◆ **REQUIREMENT**: Copy each line below in which the string "that" appears.

(Beginning of PROVIDED RECORDS)

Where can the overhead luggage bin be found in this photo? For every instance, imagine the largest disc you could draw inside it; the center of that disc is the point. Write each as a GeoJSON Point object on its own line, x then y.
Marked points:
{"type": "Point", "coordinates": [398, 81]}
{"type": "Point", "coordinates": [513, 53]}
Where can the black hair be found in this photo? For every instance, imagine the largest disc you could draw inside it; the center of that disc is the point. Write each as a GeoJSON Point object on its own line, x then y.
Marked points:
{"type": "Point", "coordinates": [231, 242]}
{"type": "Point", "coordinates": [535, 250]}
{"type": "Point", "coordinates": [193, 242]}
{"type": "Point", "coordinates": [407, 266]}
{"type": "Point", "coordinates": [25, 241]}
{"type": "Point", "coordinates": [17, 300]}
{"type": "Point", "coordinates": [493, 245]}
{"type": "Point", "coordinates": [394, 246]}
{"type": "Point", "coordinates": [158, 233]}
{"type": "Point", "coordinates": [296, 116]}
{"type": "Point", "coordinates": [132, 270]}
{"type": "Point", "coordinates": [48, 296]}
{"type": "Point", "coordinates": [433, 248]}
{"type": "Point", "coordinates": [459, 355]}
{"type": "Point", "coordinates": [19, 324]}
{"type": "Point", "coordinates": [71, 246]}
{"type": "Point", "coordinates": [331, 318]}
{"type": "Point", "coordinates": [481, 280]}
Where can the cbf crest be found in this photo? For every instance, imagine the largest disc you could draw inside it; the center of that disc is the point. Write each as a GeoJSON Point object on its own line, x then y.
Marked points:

(End of PROVIDED RECORDS)

◆ **SOLUTION TO THE EXERCISE**:
Where can the overhead luggage bin be found in this photo? For every instance, imagine the largest disc you could draw inside it; the center of that disc is the point. Write each as a GeoJSON Point object on its own line, x then y.
Where can the black hair be found in this photo? For every instance, imagine the largest disc you could draw inside it; the center of that disc is the point. Write each as a GeoJSON Point object on its own line, x then y.
Where can the cbf crest be found in this photo? For every instance, imagine the largest disc you could draw inside it; the center of that disc is the point. Write each as a GeoJSON Point object on its own line, x then y.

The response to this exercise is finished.